_What you should do:_
Please copy each line in the records below that contains the string "window".

(Natural language region descriptions)
-*-

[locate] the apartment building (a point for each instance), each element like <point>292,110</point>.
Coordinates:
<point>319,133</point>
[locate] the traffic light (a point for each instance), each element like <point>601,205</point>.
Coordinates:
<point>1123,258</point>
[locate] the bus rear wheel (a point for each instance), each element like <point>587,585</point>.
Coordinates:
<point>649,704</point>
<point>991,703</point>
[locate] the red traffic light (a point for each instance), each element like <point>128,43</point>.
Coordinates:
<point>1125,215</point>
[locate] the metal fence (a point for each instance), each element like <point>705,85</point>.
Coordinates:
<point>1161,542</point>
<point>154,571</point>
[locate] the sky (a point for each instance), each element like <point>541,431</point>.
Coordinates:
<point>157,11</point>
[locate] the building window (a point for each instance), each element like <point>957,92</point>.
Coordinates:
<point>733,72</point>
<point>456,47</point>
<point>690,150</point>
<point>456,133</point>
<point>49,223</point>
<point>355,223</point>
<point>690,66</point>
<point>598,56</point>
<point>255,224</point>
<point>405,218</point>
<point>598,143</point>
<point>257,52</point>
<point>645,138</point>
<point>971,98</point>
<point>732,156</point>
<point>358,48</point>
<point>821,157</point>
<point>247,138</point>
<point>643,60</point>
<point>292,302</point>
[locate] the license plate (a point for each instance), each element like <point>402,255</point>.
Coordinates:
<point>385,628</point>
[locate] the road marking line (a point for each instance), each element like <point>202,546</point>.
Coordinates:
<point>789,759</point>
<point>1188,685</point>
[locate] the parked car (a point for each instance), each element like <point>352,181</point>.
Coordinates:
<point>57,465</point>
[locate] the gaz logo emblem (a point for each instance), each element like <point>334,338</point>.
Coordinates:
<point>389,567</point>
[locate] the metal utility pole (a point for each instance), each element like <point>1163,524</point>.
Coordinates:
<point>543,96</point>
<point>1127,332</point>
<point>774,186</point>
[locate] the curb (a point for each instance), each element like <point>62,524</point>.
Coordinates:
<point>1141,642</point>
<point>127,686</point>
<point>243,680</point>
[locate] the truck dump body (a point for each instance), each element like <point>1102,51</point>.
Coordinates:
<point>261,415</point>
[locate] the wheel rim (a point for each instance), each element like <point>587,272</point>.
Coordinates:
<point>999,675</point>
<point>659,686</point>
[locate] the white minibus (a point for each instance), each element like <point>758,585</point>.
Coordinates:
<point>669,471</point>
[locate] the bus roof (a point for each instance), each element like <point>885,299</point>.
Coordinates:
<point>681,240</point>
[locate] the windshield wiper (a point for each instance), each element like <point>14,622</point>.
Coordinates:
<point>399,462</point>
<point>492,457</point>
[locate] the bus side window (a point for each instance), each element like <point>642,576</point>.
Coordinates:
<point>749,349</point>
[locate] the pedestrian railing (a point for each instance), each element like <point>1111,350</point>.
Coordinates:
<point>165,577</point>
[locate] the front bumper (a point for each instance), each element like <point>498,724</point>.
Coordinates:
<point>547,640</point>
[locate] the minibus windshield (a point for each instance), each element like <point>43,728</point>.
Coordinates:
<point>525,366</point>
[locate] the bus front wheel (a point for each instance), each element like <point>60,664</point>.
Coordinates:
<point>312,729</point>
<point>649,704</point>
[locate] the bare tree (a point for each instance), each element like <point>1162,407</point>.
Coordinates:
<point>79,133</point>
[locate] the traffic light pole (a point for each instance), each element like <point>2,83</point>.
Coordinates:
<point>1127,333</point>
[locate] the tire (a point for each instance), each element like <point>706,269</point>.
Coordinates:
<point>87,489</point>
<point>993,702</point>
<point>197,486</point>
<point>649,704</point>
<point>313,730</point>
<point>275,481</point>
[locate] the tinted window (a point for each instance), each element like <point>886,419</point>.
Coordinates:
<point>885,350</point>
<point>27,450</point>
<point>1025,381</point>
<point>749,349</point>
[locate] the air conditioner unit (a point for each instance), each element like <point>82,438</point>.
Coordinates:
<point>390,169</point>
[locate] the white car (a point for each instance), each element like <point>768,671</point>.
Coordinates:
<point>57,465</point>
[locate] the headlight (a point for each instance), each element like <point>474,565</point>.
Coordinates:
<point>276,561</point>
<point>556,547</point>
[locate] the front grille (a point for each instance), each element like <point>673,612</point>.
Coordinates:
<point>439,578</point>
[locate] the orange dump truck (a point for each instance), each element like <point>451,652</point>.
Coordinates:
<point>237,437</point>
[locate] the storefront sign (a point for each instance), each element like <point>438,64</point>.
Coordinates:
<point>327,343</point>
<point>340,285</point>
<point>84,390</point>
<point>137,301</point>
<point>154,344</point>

-*-

_Answer section:_
[locate] the building window (a point for each instance), each element like <point>957,92</point>.
[locate] the bus side window (a point for each instance), each element like <point>642,576</point>.
[locate] the tinted window (a point for each instance), each element like <point>886,419</point>.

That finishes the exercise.